══ Brano riportato
Poggia sui medesimi principi la sentenza con cui la Suprema Corte ha escluso la sussistenza del trasferimento di ramo d'azienda nel caso di cessione di un ramo d'azienda per lo svolgimento di alcuni servizi (supporto fornitori, supporto tecnico, reclami, supporto vendite, variazioni, subentri, attivazioni, standard/network/fisso, e gestione crediti) presso diverse sedi territoriali: seppure infatti con la suddetta operazione fossero stati ceduti i dipendenti pertinenti al ramo d'azienda, i contratti ad esso inerenti nonché tutti i beni mobili di alcune sedi (inclusi arredi e PC comprensivi dei sistemi operativi), rimaneva tuttavia escluso il trasferimento dei programmi e dei sistemi informatici della società cedente (Cass. n. 17366/2016).

La mancata configurabilità del trasferimento di un ramo d'azienda conduce alla diversa ipotesi di cessione del contratto che, ai sensi dell'art. 1406 c.c., richiede il consenso del contraente- lavoratore ceduto

La procedura di informazione e consultazione sindacale ex art. 47, commi 1 e 2, legge n. 428/1990 e le conseguenze del mancato o non corretto svolgimento della procedura

Prima di formalizzare il negozio giuridico finalizzato alla cessione d'azienda, le parti contrattuali sono tenute a coinvolgere in via preventiva le rappresentanze sindacali dei lavoratori, con una comunicazione scritta “almeno venticinque giorni prima che sia perfezionato l'atto da cui deriva il trasferimento o che sia raggiunta un'intesa vincolante tra le parti”, come prevede l'art. 47 legge. 428/1990. Sul punto, con sentenza 21/10/2015, n. 21430, la Suprema Corte di Cassazione ha chiarito che le organizzazioni sindacali destinatarie di tale comunicazione devono essere le R.S.U. (Rappresentanze Sindacali Unitarie) o le R.S.A. (Rappresentanze Sindacali Aziendali) costituite ai sensi dell'art. 19 Stat. lav. presenti nelle unità produttive interessate dal trasferimento e i sindacati di categoria che hanno stipulato (o abbiano partecipato alle trattative di) un contatto collettivo "normativo" applicato nelle medesime unità produttive, non essendo sufficiente la firma di contratti c.d. gestionali. In mancanza delle predette rappresentanze sindacali, l'obbligo di comunicazione deve essere assolto nei confronti dei sindacati di categoria comparativamente più rappresentativi.
════
Compiti
[a] Ricopia dal brano sul trasferimento di ramo d'azienda il passo che comincia con "Poggia sui medesimi" e termina con "(Cass. n. 17366/2016).".
[b] Scrivi il seguito del brano sulla cessione d'azienda e sugli obblighi di informazione sindacale, partendo subito dopo la sua ultima frase.
L'elenco che viene dopo il brano non serve per svolgere il lavoro.
══ Dati forniti
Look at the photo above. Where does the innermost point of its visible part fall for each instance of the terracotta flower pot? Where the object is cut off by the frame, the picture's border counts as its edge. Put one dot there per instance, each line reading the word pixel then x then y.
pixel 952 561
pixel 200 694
════
══ Dati forniti
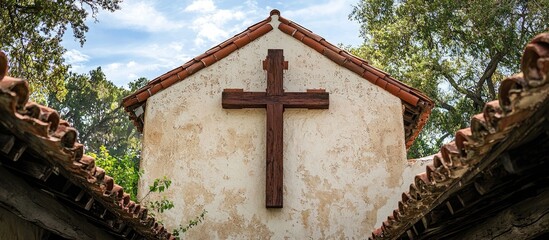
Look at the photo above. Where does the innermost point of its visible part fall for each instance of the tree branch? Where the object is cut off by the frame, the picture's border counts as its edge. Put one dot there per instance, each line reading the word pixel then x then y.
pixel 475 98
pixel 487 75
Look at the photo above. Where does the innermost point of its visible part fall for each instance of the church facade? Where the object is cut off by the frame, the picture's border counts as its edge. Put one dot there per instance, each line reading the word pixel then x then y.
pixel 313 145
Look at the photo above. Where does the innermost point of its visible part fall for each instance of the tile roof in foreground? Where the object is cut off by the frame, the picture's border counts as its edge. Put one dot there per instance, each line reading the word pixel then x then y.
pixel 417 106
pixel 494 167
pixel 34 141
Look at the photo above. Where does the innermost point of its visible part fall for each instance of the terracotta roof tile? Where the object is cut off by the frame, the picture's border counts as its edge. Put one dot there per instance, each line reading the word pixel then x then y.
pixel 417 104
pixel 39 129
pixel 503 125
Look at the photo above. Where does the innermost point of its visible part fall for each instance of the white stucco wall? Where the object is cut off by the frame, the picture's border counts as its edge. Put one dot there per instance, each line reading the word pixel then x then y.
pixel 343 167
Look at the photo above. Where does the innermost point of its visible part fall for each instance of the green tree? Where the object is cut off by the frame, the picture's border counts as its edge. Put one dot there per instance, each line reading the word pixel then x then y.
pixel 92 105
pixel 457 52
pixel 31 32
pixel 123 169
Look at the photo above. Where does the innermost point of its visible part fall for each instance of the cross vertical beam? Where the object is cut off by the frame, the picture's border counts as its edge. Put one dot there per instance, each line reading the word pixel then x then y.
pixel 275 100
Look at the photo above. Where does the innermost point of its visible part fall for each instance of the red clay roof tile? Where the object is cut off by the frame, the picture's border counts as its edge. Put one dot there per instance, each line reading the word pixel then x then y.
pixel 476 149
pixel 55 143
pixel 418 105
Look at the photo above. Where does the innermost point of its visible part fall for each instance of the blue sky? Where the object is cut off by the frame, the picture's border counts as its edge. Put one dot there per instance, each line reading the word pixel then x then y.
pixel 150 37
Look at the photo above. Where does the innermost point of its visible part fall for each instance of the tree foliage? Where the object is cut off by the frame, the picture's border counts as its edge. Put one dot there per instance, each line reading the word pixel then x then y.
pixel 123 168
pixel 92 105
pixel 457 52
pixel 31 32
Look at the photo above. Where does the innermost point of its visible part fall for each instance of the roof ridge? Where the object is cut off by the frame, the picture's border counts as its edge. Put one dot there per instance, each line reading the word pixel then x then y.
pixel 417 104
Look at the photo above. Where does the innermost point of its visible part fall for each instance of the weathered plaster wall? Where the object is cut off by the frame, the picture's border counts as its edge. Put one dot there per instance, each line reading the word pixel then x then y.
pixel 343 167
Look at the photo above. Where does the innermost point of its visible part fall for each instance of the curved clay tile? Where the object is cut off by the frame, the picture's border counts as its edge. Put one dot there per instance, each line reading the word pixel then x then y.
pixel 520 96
════
Risposte ai compiti
[a]
Poggia sui medesimi principi la sentenza con cui la Suprema Corte ha escluso la sussistenza del trasferimento di ramo d'azienda nel caso di cessione di un ramo d'azienda per lo svolgimento di alcuni servizi (supporto fornitori, supporto tecnico, reclami, supporto vendite, variazioni, subentri, attivazioni, standard/network/fisso, e gestione crediti) presso diverse sedi territoriali: seppure infatti con la suddetta operazione fossero stati ceduti i dipendenti pertinenti al ramo d'azienda, i contratti ad esso inerenti nonché tutti i beni mobili di alcune sedi (inclusi arredi e PC comprensivi dei sistemi operativi), rimaneva tuttavia escluso il trasferimento dei programmi e dei sistemi informatici della società cedente (Cass. n. 17366/2016).

[b]
L'articolo 368, comma 4, lettera a), d. lgs. 12 gennaio 2019, n. 14 ha aggiunto all'art. 47 il comma 1 bis secondo il quale, a decorrere dal 15 agosto 2020, “nei casi di trasferimenti di aziende nell'ambito di procedure di regolazione della crisi e dell'insolvenza di cui al presente codice, la comunicazione di cui al comma 1 può essere effettuata anche solo da chi intenda proporre offerta di acquisto dell'azienda o proposta di concordato preventivo concorrente con quella dell'imprenditore; in tale ipotesi l'efficacia degli accordi di cui ai commi 4-bis e 5 può essere subordinata alla successiva attribuzione dell'azienda ai terzi offerenti o proponenti”.

Presupposto per l'avvio dell'esame congiunto ai sensi dell'art. 47 è il requisito dimensionale delle imprese coinvolte: la procedura trova infatti applicazione per i trasferimenti di aziende che occupino più di quindici dipendenti. Tale requisito deve riguardare il numero di occupati nell'intero complesso aziendale, nonostante il ramo o la parte di azienda da trasferire non raggiungano la soglia indicata. Nel silenzio della norma, si ritiene corretto effettuare il computo secondo i criteri dettati dall'art. 35, legge n. 300/1970, ovvero secondo quegli stessi utilizzati per la costituzione delle rappresentanze sindacali aziendali, in modo da fare riferimento all'occupazione che precede la data del trasferimento. Non vanno computati i dipendenti assunti con contratto di apprendistato e con contratto di inserimento, come espressamente indicato dagli artt. 53, comma 2 e 59, comma 2, d. lgs. n. 276/03, né quelli che prestano lavoro in modo saltuario od occasionale.

Il parametro dimensionale minimo di quindici lavoratori occupati nell'azienda cedente, previsto ai fini dell'obbligo di comunicazione del trasferimento d'azienda alle rappresentanze sindacali unitarie, è da ritenersi sussistente anche nel caso in cui, alla data di cessazione dell'attività, il dato numerico sia inferiore alle quindici unità per il solo fatto che una parte dei lavoratori si sia dimessa con decorrenza dal giorno prima (cfr. trib. Varese 22/09/2011).

Diverse sono le interpretazioni riguardanti la decorrenza del termine di venticinque giorni, ovvero se il dies a quo debba farsi decorrere a ritroso rispetto al perfezionamento di qualsiasi accordo che vincoli cedente e cessionario a porre in essere una vicenda traslativa idonea a produrre conseguenze sui rapporti di lavoro.

Quanto al contenuto della comunicazione, la norma in esame precisa che l'informazione deve riguardare la data del trasferimento, i motivi, le conseguenze giuridiche, economiche e sociali per i lavoratori, nonché eventuali misure prese nei confronti di questi ultimi.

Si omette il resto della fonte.